Exercise brief:
Lay out every line of the records below as a Markdown table, with the row number in a column headed Row and the line itself in a column headed Line. Leave out any blank lines.

Material supplied:
———

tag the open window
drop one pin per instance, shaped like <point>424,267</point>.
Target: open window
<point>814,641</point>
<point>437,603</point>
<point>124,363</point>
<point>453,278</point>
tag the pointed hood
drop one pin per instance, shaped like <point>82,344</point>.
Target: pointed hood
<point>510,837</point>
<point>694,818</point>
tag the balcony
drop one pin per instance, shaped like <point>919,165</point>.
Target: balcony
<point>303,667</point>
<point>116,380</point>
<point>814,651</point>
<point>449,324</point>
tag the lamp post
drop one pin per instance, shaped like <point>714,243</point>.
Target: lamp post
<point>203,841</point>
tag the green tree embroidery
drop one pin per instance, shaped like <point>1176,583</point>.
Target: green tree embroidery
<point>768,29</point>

———

Task solution:
| Row | Line |
|---|---|
| 1 | tag the open window |
| 2 | drop one pin per instance, shaped like <point>424,267</point>. |
| 3 | Target: open window |
| 4 | <point>814,641</point> |
| 5 | <point>437,603</point> |
| 6 | <point>124,363</point> |
| 7 | <point>453,278</point> |
| 8 | tag the pointed hood |
| 9 | drop one pin per instance, shaped like <point>82,344</point>. |
| 10 | Target: pointed hood |
| 11 | <point>510,837</point> |
| 12 | <point>694,818</point> |
| 13 | tag the balcony |
| 14 | drop one pin per instance, shaped like <point>919,165</point>. |
| 15 | Target: balcony |
| 16 | <point>303,667</point> |
| 17 | <point>116,380</point> |
| 18 | <point>814,651</point> |
| 19 | <point>449,324</point> |
| 20 | tag the lamp post |
| 21 | drop one pin per instance, shaped like <point>714,243</point>. |
| 22 | Target: lamp post |
| 23 | <point>203,841</point> |
| 24 | tag the green tree embroidery |
| 25 | drop one pin per instance, shaped like <point>1176,583</point>. |
| 26 | Target: green tree embroidery |
| 27 | <point>768,29</point> |